## [BRIEF]
Each line of the data should be transcribed exactly as given.

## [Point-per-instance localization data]

____________

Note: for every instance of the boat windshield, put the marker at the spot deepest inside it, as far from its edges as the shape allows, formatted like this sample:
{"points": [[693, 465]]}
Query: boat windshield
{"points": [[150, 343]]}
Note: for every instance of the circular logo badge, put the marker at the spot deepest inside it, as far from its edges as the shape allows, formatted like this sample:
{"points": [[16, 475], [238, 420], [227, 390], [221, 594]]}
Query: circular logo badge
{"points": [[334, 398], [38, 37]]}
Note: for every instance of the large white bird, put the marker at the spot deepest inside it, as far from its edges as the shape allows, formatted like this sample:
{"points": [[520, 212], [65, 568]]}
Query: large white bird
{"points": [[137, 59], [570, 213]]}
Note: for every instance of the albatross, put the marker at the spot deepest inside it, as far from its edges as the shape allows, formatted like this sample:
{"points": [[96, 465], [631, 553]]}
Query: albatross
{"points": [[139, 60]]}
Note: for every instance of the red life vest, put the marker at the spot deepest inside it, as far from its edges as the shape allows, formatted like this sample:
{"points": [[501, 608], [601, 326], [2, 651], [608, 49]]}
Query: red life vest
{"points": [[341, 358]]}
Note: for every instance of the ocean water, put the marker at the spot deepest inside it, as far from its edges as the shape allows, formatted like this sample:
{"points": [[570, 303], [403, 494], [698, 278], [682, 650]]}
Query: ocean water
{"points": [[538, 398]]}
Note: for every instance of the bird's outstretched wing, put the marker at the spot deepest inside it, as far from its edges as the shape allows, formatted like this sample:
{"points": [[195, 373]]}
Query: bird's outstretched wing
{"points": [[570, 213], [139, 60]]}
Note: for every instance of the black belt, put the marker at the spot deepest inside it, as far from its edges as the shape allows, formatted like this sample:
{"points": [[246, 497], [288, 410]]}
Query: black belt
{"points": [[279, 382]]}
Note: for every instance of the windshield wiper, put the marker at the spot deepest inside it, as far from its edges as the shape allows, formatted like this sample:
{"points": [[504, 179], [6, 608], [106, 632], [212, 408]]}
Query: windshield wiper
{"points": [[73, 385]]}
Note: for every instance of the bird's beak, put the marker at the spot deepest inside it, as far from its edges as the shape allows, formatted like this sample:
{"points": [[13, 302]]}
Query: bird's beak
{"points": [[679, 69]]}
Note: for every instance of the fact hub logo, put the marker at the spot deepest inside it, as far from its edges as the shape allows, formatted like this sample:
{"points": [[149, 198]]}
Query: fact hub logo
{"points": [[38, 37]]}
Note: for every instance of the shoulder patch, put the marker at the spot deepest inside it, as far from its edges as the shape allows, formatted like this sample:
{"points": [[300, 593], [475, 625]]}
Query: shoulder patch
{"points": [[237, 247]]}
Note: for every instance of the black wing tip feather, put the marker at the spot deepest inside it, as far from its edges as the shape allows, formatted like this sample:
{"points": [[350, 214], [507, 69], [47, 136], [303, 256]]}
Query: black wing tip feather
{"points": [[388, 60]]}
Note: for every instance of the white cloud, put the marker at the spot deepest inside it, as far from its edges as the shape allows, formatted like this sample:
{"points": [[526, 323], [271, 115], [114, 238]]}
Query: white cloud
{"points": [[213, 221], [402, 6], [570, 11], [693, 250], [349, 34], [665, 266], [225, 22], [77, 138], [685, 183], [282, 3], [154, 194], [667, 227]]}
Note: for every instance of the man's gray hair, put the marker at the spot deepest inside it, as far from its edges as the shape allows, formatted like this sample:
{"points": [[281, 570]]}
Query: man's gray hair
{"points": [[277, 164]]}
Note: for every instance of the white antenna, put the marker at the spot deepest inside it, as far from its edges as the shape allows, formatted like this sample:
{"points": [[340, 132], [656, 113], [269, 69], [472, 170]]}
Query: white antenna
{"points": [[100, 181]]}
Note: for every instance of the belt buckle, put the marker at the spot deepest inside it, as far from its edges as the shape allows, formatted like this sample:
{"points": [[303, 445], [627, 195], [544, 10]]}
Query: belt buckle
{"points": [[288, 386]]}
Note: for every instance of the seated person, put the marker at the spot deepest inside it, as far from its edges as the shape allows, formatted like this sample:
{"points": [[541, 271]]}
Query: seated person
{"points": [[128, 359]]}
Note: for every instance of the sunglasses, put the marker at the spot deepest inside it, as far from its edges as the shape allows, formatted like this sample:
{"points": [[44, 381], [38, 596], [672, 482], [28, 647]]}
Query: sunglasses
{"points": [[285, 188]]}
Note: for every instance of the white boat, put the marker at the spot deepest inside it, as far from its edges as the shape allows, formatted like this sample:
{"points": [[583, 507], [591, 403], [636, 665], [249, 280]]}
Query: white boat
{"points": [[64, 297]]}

____________

## [ANSWER BOX]
Note: for every instance of the boat windshield, put the marker at the spot deepest inside it, as far from its edges as the shape allows, formatted like this sample:
{"points": [[693, 465]]}
Query: boat windshield
{"points": [[150, 343]]}
Note: for every instance of the circular logo badge, put the marker at the spot deepest inside it, as far from its edges as the shape allows, formatted like this sample:
{"points": [[16, 475], [238, 420], [227, 390], [221, 594]]}
Query: circular logo badge
{"points": [[334, 398], [38, 37]]}
Note: for every instance of the large white bird, put the marker at the spot deepest inside it, as far from its edges as the shape allows, formatted like this sample:
{"points": [[520, 212], [65, 568]]}
Query: large white bird
{"points": [[137, 59], [570, 213]]}
Note: for every instance of the albatross, put the marker at the spot deepest inside it, as far from its edges as the shape allows, formatted like this sample:
{"points": [[96, 465], [631, 553]]}
Query: albatross
{"points": [[139, 60]]}
Note: for every instance of the red life vest, put the marker at the spot deepest inside it, as far from its edges as the shape allows, formatted like this sample:
{"points": [[501, 608], [601, 326], [2, 651], [608, 49]]}
Query: red life vest
{"points": [[341, 358]]}
Note: for every instance of the ocean water, put the marker at the spot deepest inside it, as far from its edges as the shape allows, formatted like this sample:
{"points": [[570, 303], [403, 494], [698, 278], [682, 650]]}
Query: ocean water
{"points": [[538, 398]]}
Note: for every instance of the bird's outstretched wing, put the marker at the spot deepest inside it, as far from its edges as the shape allows, formatted like this sample:
{"points": [[195, 373]]}
Query: bird's outstretched wing
{"points": [[570, 213], [139, 60]]}
Note: for every instance of the black belt, put the marker at the spot deepest inside it, as far from its edges as the shape allows, formatted like this sample:
{"points": [[246, 497], [288, 410]]}
Query: black belt
{"points": [[279, 382]]}
Note: for every instance of the windshield wiper, put the marker at the spot deepest inside it, as far from its edges as the shape allows, formatted like this sample:
{"points": [[504, 179], [6, 608], [106, 632], [212, 408]]}
Query: windshield wiper
{"points": [[73, 385]]}
Note: for every instance of the bird's beak, put the marker at the spot deepest inside it, as far from its edges as the shape allows, formatted like this sample:
{"points": [[13, 302]]}
Query: bird's beak
{"points": [[679, 69]]}
Note: for every instance of the fact hub logo, put the marker at the spot deepest inside it, as far from its edges as the shape allows, formatted like this sample:
{"points": [[149, 198]]}
Query: fact hub logo
{"points": [[38, 37]]}
Note: for every instance of the shoulder patch, put the marker at the spot deepest inside it, as far from its edges as the shape allows, formatted like this sample:
{"points": [[300, 593], [475, 625]]}
Query: shoulder patch
{"points": [[237, 247]]}
Note: for every instance of the black wing tip feather, put the marker at the spot deepest inside it, as far from its edges as the shape allows, formatted like this sample:
{"points": [[350, 214], [507, 69], [47, 136], [303, 256]]}
Query: black wing tip feather
{"points": [[388, 60]]}
Note: for every instance of the white cloud, put the marker at the spot deepest inside it, as far from its edges as the shape allows, formatted like this sample:
{"points": [[526, 323], [271, 115], [114, 238]]}
Query: white cloud
{"points": [[213, 221], [402, 6], [570, 11], [693, 250], [349, 34], [665, 266], [225, 22], [77, 138], [685, 183], [282, 3], [154, 194], [667, 227]]}
Note: for every instance of the man's gray hair, put the marker at the spot deepest inside it, as far from its edges as the shape allows, formatted like this sample:
{"points": [[281, 570]]}
Query: man's gray hair
{"points": [[277, 164]]}
Note: for every instance of the white antenna, put the marker at the spot deepest inside it, as far from its edges as the shape allows, formatted like this sample:
{"points": [[340, 132], [656, 113], [269, 69], [472, 170]]}
Query: white antenna
{"points": [[100, 181]]}
Note: for every instance of the belt buckle, put the marker at the spot deepest inside it, as far from its edges as the shape allows, formatted like this sample:
{"points": [[303, 445], [627, 195], [544, 10]]}
Query: belt buckle
{"points": [[288, 386]]}
Note: for every instance of the seated person, put the marker at the spot deepest inside it, as far from its edges as the shape allows, formatted like this sample:
{"points": [[541, 271]]}
Query: seated person
{"points": [[128, 359]]}
Note: for every instance of the sunglasses, put the marker at the spot deepest inside it, as far from its edges as the shape allows, formatted like this sample:
{"points": [[44, 381], [38, 596], [672, 482], [28, 647]]}
Query: sunglasses
{"points": [[285, 188]]}
Note: for every instance of the white boat, put the marker at the spot deepest inside it, as far from its edges as the shape allows, formatted like this sample:
{"points": [[583, 507], [591, 403], [636, 665], [249, 280]]}
Query: white boat
{"points": [[64, 297]]}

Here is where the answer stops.